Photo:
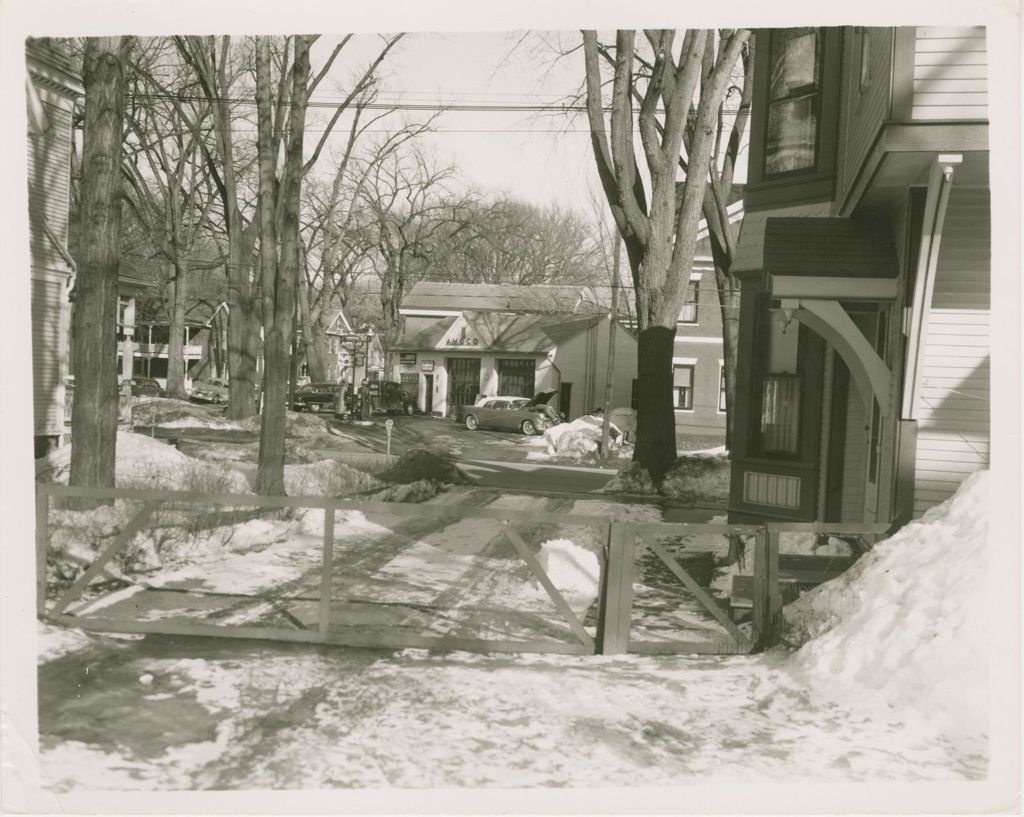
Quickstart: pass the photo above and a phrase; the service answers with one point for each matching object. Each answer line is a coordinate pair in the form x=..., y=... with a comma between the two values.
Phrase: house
x=698, y=361
x=863, y=375
x=354, y=355
x=52, y=84
x=461, y=341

○ ○ ○ ○ ○ ○ ○

### EXERCISE REQUIREMENTS
Rewrite the records with "matching object" replaced by "matching item" and everything else unchanged. Leave out the pictures.

### RIGHT ANSWER
Photo:
Quickstart: pass the photo above and a phrase; the service answers with one point for each matching item. Each answer line is a coordinate pair in the form x=..., y=... with a comma between the two values.
Phrase: house
x=698, y=361
x=863, y=375
x=354, y=355
x=52, y=84
x=461, y=341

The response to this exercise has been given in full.